EXERCISE BRIEF:
Can you write out, word for word, everything in the records below from the line containing "[output] one dot per instance, form <point>757,66</point>." down to the line containing "<point>1323,344</point>", with both of those lines included?

DATASET RECORDS:
** begin **
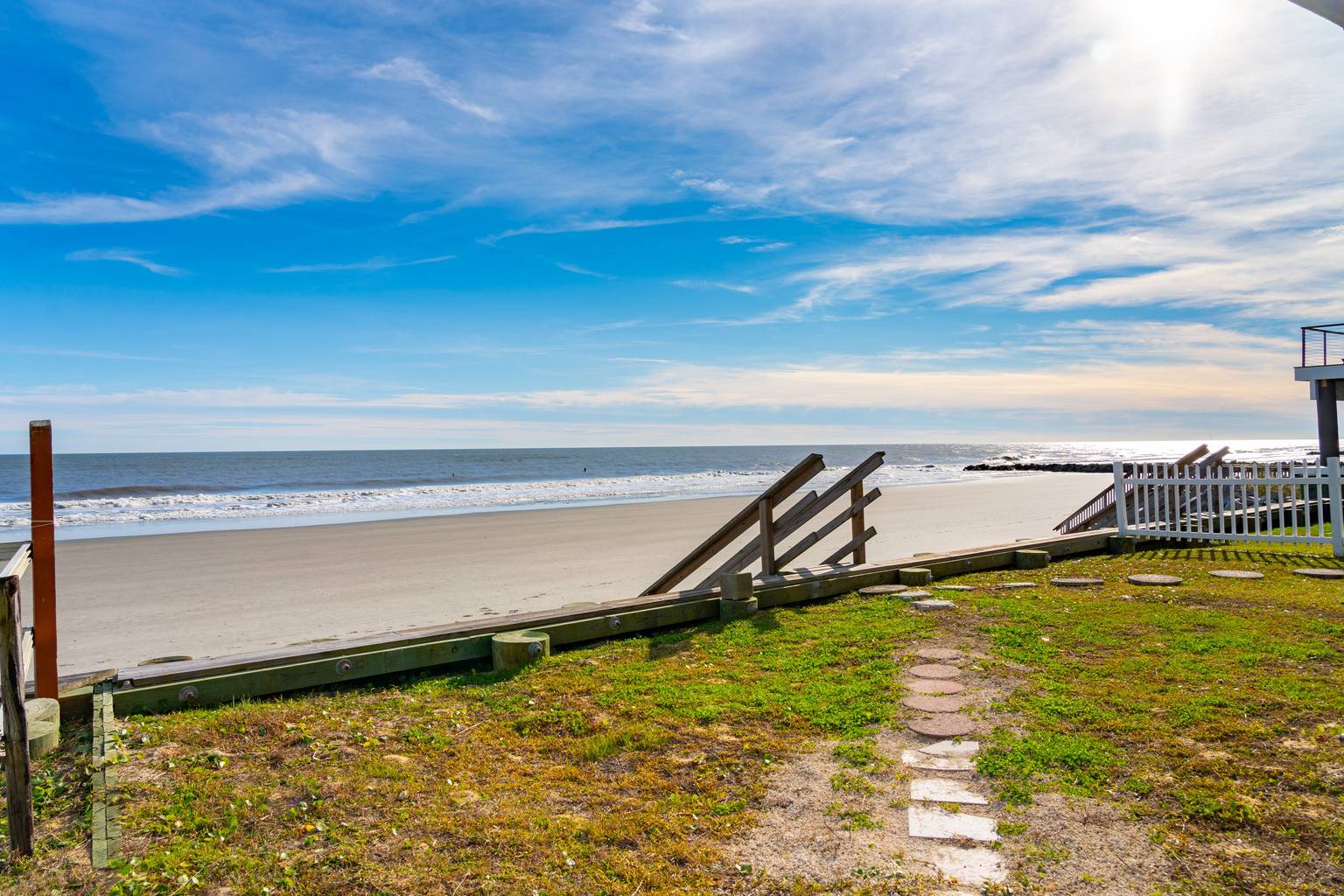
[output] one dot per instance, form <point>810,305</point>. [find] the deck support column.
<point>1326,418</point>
** end **
** begin **
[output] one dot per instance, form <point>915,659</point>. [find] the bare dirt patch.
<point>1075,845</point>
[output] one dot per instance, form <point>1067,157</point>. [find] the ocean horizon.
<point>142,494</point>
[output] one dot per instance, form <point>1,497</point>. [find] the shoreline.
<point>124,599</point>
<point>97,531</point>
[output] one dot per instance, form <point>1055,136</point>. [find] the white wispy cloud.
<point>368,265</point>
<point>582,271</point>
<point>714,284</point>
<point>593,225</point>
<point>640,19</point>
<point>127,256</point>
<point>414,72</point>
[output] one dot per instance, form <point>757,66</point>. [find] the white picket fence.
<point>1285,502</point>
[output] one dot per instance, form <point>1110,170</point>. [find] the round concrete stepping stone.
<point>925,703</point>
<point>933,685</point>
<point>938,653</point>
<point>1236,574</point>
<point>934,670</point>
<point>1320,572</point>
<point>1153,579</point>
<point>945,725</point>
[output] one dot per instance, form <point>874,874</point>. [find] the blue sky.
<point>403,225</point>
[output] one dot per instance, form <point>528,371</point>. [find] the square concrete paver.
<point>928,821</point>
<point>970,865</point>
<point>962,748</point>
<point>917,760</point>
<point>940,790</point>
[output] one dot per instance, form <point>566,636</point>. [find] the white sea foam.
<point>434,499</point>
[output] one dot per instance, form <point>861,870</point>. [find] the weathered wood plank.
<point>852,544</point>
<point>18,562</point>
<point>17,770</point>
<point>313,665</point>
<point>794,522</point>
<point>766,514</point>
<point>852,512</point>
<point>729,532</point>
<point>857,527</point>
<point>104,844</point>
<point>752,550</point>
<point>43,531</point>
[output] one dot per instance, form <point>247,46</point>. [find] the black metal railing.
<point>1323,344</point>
** end **
EXERCISE ANSWER:
[output] one dot per instance, form <point>757,66</point>. [find] the white picket fence.
<point>1285,502</point>
[output] one dot per instance, form <point>1110,170</point>. [find] the round concrete stepping stone.
<point>925,703</point>
<point>933,685</point>
<point>938,653</point>
<point>1236,574</point>
<point>934,670</point>
<point>1320,572</point>
<point>1153,579</point>
<point>945,725</point>
[output] one dot per instance, form <point>874,874</point>. [find] the blue sky.
<point>403,225</point>
[output] one dot per instance, form <point>528,371</point>. [find] the square concrete paver.
<point>928,821</point>
<point>970,865</point>
<point>962,748</point>
<point>917,760</point>
<point>940,790</point>
[output] one dot per instance, form <point>566,636</point>. [find] the white sea foam.
<point>434,499</point>
[output] one dot per instance, form <point>861,870</point>. [find] the weathered wood plank.
<point>852,544</point>
<point>18,562</point>
<point>17,770</point>
<point>313,665</point>
<point>794,522</point>
<point>766,514</point>
<point>852,512</point>
<point>729,532</point>
<point>857,527</point>
<point>104,844</point>
<point>752,550</point>
<point>43,531</point>
[output] one dot per instance, form <point>247,46</point>. [find] the black metal railing.
<point>1323,344</point>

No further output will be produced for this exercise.